When I started college and began to piece together my career trajectory, teaching was never one of the options.
I started college with a focus in microbiology. After spending a semester studying obscure tropical diseases and finding myself rather squeamish, it quickly became apparent to me that being on the front lines of an Ebola outbreak wasn’t for me. Some soul-searching led me to pursue a career as a nurse practitioner. Shortly after finishing my undergraduate degree, I was sitting in an interview for a graduate nursing program, describing to the admissions team why I wanted to be a nurse. I remember feeling in my heart that I just wasn’t passionate about this career option—that I just couldn’t seem myself as an NP for years to come. I wasn’t excited about this prospect either. Cue the existential panic.
So at that point, I did what any 22-year-old millennial in the middle of a career crisis does: I moved back home, swallowed my pride, applied to dozens of jobs and jumped at the first ones I was offered. I worked as a barista, a lab chemist, as a child care worker in a group home. Nothing seemed to provide any guidance in answering the “what was I doing with my life?” question. Finally, a part-time offer presented itself—teaching marine biology to students from around Connecticut, onboard a research boat in Long Island Sound. Instruction was hands-on and out on the water. I jumped at the opportunity.

LISTED ENTRIES
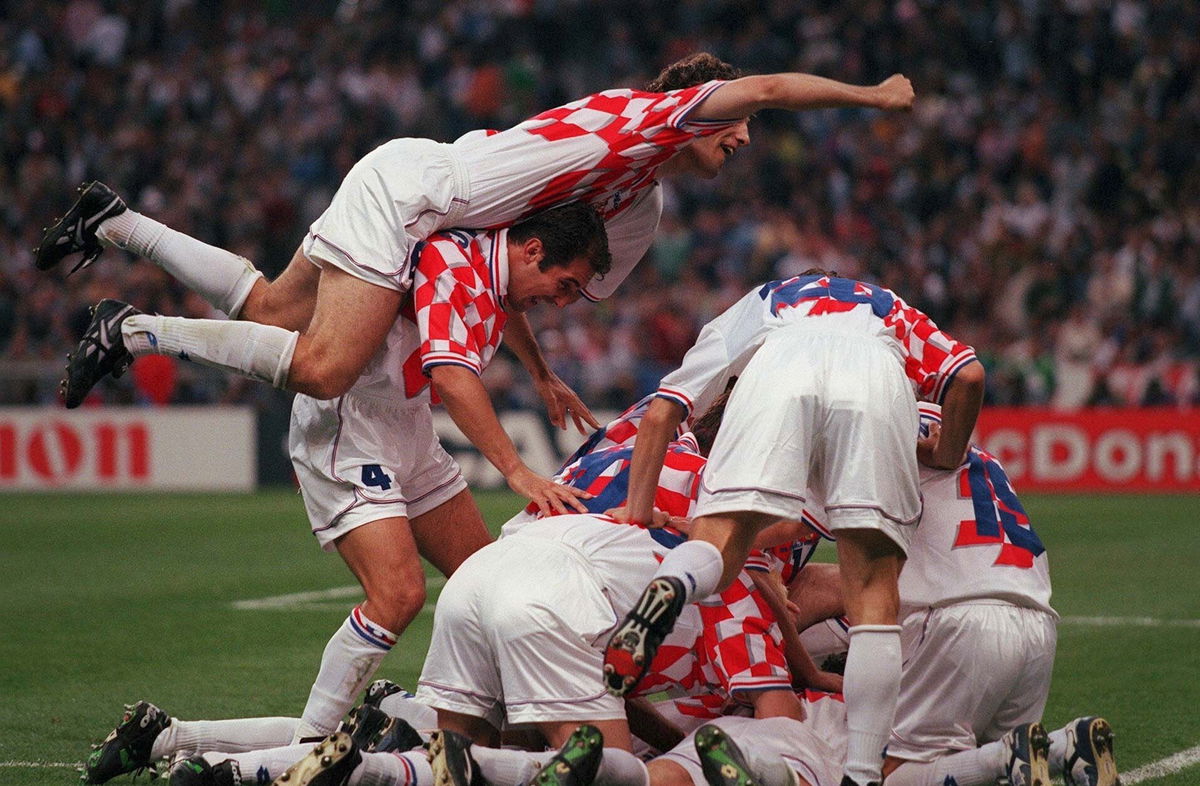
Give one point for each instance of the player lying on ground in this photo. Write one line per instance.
(826, 401)
(727, 652)
(315, 328)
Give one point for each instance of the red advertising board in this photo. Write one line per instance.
(1105, 450)
(124, 448)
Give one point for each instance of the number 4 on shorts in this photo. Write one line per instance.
(375, 475)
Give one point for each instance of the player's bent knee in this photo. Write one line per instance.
(395, 606)
(318, 373)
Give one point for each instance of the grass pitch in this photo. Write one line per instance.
(108, 599)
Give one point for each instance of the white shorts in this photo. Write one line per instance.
(798, 745)
(360, 460)
(971, 672)
(393, 198)
(823, 409)
(520, 628)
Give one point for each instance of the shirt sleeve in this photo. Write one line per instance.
(453, 306)
(931, 355)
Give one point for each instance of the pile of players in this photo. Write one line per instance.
(660, 559)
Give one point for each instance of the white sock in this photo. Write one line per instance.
(871, 688)
(508, 767)
(393, 769)
(255, 351)
(767, 766)
(697, 563)
(232, 736)
(1059, 750)
(621, 768)
(347, 665)
(220, 276)
(417, 714)
(262, 766)
(977, 767)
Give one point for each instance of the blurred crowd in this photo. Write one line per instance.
(1041, 203)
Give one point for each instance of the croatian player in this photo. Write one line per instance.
(316, 327)
(978, 645)
(827, 400)
(377, 485)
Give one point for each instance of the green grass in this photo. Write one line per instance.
(114, 598)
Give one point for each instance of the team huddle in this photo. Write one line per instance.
(651, 617)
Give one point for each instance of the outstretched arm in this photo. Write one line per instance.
(551, 389)
(471, 408)
(745, 96)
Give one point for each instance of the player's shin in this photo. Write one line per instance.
(255, 351)
(621, 768)
(697, 564)
(347, 665)
(232, 736)
(393, 769)
(873, 684)
(221, 277)
(978, 767)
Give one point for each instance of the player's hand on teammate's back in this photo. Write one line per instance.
(895, 93)
(826, 681)
(562, 400)
(549, 496)
(659, 519)
(927, 445)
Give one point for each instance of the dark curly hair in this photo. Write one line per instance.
(567, 233)
(694, 70)
(705, 427)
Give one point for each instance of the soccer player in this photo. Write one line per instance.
(826, 400)
(979, 641)
(377, 485)
(315, 328)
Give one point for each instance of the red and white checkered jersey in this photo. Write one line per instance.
(735, 646)
(455, 315)
(618, 432)
(975, 540)
(787, 559)
(604, 149)
(604, 473)
(930, 357)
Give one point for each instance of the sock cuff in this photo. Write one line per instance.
(874, 629)
(280, 379)
(237, 298)
(369, 631)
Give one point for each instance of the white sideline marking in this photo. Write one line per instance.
(1131, 622)
(321, 599)
(1163, 767)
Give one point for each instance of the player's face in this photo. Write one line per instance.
(706, 156)
(561, 286)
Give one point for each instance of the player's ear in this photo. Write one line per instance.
(534, 251)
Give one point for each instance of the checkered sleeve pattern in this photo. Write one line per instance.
(931, 357)
(742, 642)
(623, 137)
(457, 313)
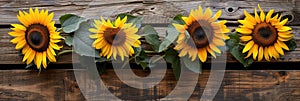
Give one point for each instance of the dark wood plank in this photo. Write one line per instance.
(255, 85)
(110, 8)
(8, 54)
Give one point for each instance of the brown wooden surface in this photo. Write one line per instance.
(252, 85)
(60, 84)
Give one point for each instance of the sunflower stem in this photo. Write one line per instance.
(64, 52)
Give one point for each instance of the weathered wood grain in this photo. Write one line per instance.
(8, 54)
(255, 85)
(232, 10)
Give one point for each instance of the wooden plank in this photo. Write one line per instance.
(255, 85)
(110, 8)
(8, 54)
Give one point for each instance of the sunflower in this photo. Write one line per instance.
(205, 34)
(264, 35)
(115, 38)
(36, 37)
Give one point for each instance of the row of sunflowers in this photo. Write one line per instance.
(262, 36)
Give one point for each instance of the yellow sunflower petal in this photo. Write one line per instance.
(38, 59)
(30, 57)
(27, 54)
(202, 54)
(212, 53)
(179, 28)
(55, 46)
(283, 22)
(207, 14)
(284, 29)
(17, 39)
(250, 17)
(215, 48)
(50, 56)
(182, 53)
(250, 52)
(194, 54)
(217, 15)
(117, 22)
(256, 16)
(186, 20)
(274, 52)
(285, 34)
(255, 51)
(278, 49)
(248, 46)
(244, 31)
(25, 49)
(19, 27)
(44, 60)
(246, 24)
(246, 38)
(266, 54)
(268, 17)
(262, 13)
(20, 44)
(283, 45)
(218, 42)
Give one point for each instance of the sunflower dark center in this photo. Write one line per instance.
(264, 34)
(201, 32)
(114, 36)
(37, 37)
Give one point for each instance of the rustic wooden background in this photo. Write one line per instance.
(264, 81)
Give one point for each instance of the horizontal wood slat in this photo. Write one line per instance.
(256, 85)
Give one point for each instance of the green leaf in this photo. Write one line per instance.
(71, 22)
(171, 56)
(69, 40)
(292, 44)
(82, 43)
(152, 37)
(132, 19)
(172, 33)
(192, 65)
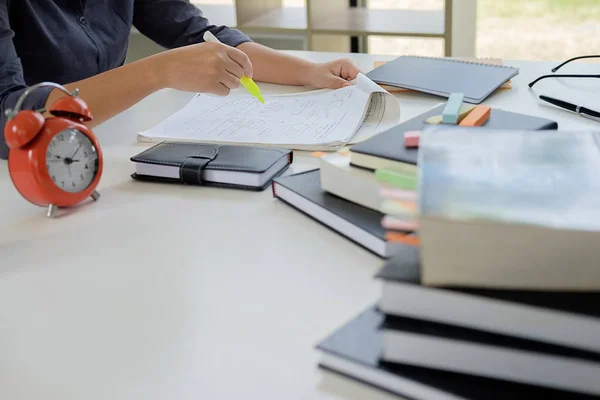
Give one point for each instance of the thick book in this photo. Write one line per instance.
(354, 351)
(451, 348)
(387, 149)
(510, 209)
(569, 319)
(443, 76)
(240, 167)
(357, 223)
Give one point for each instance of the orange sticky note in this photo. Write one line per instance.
(411, 138)
(477, 117)
(408, 239)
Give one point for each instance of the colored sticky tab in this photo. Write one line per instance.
(398, 237)
(399, 194)
(406, 211)
(396, 224)
(477, 117)
(465, 109)
(397, 179)
(452, 109)
(411, 138)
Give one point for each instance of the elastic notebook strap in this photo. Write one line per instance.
(191, 169)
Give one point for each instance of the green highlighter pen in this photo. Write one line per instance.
(246, 82)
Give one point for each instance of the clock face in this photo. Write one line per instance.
(72, 160)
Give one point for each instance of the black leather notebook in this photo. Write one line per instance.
(354, 351)
(388, 147)
(239, 167)
(548, 316)
(359, 224)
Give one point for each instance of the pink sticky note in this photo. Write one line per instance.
(411, 138)
(396, 224)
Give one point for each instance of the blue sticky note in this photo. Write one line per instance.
(452, 109)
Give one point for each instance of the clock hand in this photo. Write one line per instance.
(78, 147)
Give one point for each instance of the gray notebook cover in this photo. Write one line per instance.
(442, 77)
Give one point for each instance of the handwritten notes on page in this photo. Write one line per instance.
(324, 120)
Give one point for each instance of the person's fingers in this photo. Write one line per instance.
(242, 59)
(234, 68)
(335, 82)
(229, 80)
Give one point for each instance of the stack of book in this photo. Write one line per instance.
(355, 190)
(502, 299)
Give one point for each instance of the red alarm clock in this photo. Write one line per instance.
(56, 161)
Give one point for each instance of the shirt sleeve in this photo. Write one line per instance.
(177, 23)
(12, 83)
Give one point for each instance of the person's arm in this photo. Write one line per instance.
(277, 67)
(12, 83)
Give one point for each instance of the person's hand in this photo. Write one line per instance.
(205, 68)
(333, 74)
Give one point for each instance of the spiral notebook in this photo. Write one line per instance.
(443, 76)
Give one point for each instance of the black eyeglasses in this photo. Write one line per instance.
(566, 75)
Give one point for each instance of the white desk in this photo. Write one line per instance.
(176, 292)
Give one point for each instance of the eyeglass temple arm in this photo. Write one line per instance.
(561, 76)
(573, 59)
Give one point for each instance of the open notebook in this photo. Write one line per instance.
(318, 120)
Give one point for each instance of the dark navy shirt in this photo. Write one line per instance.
(64, 41)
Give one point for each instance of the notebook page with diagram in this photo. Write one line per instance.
(320, 120)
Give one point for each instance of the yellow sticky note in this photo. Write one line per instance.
(252, 88)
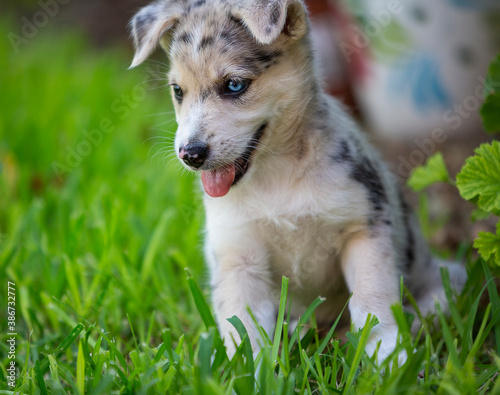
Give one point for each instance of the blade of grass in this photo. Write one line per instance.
(200, 302)
(80, 369)
(303, 319)
(281, 314)
(359, 351)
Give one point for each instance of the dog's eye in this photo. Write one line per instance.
(177, 92)
(236, 86)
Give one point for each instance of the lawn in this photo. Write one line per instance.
(100, 243)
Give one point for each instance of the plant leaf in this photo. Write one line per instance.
(488, 245)
(490, 112)
(432, 172)
(480, 177)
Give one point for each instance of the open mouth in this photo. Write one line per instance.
(217, 182)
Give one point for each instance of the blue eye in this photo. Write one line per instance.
(236, 86)
(177, 92)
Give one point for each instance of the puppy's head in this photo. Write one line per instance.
(234, 66)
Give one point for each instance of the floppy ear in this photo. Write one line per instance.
(267, 19)
(149, 25)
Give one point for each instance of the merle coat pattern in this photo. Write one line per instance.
(292, 187)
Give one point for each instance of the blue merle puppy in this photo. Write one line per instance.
(291, 186)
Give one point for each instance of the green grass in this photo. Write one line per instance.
(98, 253)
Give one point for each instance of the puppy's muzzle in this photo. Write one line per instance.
(194, 154)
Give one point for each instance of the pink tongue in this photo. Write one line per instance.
(218, 182)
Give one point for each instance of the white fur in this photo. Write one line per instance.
(307, 207)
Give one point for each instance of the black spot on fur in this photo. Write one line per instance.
(234, 19)
(204, 95)
(205, 42)
(344, 152)
(266, 59)
(141, 21)
(186, 38)
(364, 173)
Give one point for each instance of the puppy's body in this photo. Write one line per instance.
(292, 186)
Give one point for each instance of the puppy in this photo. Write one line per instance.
(292, 188)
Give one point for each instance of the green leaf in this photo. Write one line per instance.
(488, 246)
(490, 112)
(480, 177)
(432, 172)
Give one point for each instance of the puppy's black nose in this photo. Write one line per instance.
(194, 154)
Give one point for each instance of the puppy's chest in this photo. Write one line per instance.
(306, 250)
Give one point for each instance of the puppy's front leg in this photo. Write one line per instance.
(369, 265)
(241, 280)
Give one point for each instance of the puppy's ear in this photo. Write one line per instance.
(149, 25)
(267, 19)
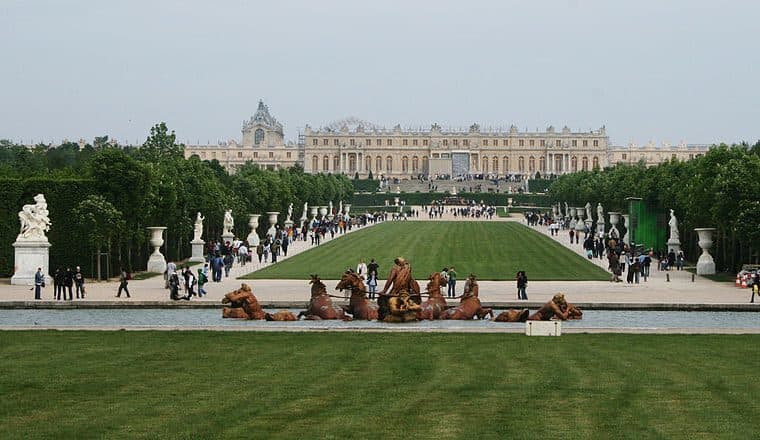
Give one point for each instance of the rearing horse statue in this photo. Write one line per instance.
(359, 305)
(436, 303)
(320, 304)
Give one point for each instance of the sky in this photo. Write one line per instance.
(662, 71)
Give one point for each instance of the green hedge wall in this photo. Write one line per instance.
(62, 196)
(499, 199)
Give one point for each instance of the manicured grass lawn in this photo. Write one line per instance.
(490, 250)
(67, 385)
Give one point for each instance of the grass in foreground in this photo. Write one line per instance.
(490, 250)
(360, 385)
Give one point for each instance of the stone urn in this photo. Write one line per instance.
(705, 264)
(156, 261)
(272, 223)
(253, 237)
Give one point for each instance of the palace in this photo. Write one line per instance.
(354, 146)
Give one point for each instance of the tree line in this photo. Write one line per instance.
(102, 197)
(719, 189)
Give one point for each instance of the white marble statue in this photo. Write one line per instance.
(198, 228)
(673, 223)
(34, 220)
(229, 222)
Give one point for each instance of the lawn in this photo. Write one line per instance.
(490, 250)
(376, 385)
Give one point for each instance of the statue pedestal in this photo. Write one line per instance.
(197, 255)
(674, 244)
(29, 255)
(228, 237)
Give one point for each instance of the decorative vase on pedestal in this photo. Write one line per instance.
(272, 231)
(156, 261)
(253, 237)
(705, 264)
(627, 225)
(614, 220)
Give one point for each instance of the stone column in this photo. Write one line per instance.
(156, 261)
(705, 264)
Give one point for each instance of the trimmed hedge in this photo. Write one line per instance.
(499, 199)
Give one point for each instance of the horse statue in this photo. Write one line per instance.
(320, 304)
(359, 305)
(244, 305)
(469, 304)
(436, 303)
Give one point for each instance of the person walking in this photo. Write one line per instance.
(39, 283)
(361, 270)
(372, 284)
(452, 282)
(79, 282)
(123, 281)
(522, 284)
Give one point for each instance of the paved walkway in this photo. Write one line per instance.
(657, 290)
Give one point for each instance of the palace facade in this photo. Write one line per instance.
(354, 146)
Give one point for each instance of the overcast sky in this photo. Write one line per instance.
(648, 70)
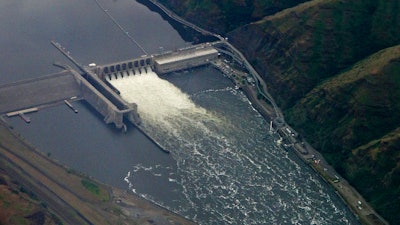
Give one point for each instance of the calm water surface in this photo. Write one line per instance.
(224, 167)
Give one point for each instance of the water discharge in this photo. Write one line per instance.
(229, 169)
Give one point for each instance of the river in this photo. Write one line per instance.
(224, 166)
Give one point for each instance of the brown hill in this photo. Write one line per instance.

WHAT THIS EXERCISE ASKS
- A) Answer these from the passage on finding a career:
(i) What subject did the writer focus on when starting college?
(ii) What career did some soul-searching lead the writer to pursue?
(iii) Where did the part-time marine biology teaching take place?
- B) Reproduce without changes the part of the passage on finding a career that opens with the words "So at that point, I" and closes with "at the opportunity.".
- C) Pick up the passage on finding a career after its last sentence and continue it.
The material has no connection to the passage on finding a career.

TASK-BY-TASK ANSWERS
- A)
(i) Microbiology.
(ii) Nurse practitioner.
(iii) Onboard a research boat in Long Island Sound.

- B)
So at that point, I did what any 22-year-old millennial in the middle of a career crisis does: I moved back home, swallowed my pride, applied to dozens of jobs and jumped at the first ones I was offered. I worked as a barista, a lab chemist, as a child care worker in a group home. Nothing seemed to provide any guidance in answering the “what was I doing with my life?” question. Finally, a part-time offer presented itself—teaching marine biology to students from around Connecticut, onboard a research boat in Long Island Sound. Instruction was hands-on and out on the water. I jumped at the opportunity.

- C)
I loved every minute working with students, showing them how exciting and innovative science is, and playing to their natural curiosity. Even in the middle of February, when the boat looked and felt like something out of an episode of “The Deadliest Catch,” I knew I was exactly where I should be. I looked forward to going to work every day. That’s when I knew teaching was my calling.
I’ve shared this story with my students each year since I started teaching. In this age of high academic pressure and expectation, I want to show them that they don’t need to have it “all figured out.” As an educator, I feel that it is my obligation to show my students that, while they may miss the mark on Option A, it’s OK to seek out Options B–Z. I want them to understand that they have a choice when faced with a challenge: to give up, or to harness their internal grit and to power through. I truly believe that often the best decisions in our life come out of adversity.
In the immortal words of the “Mythbusters” duo: “Failure is always an option.”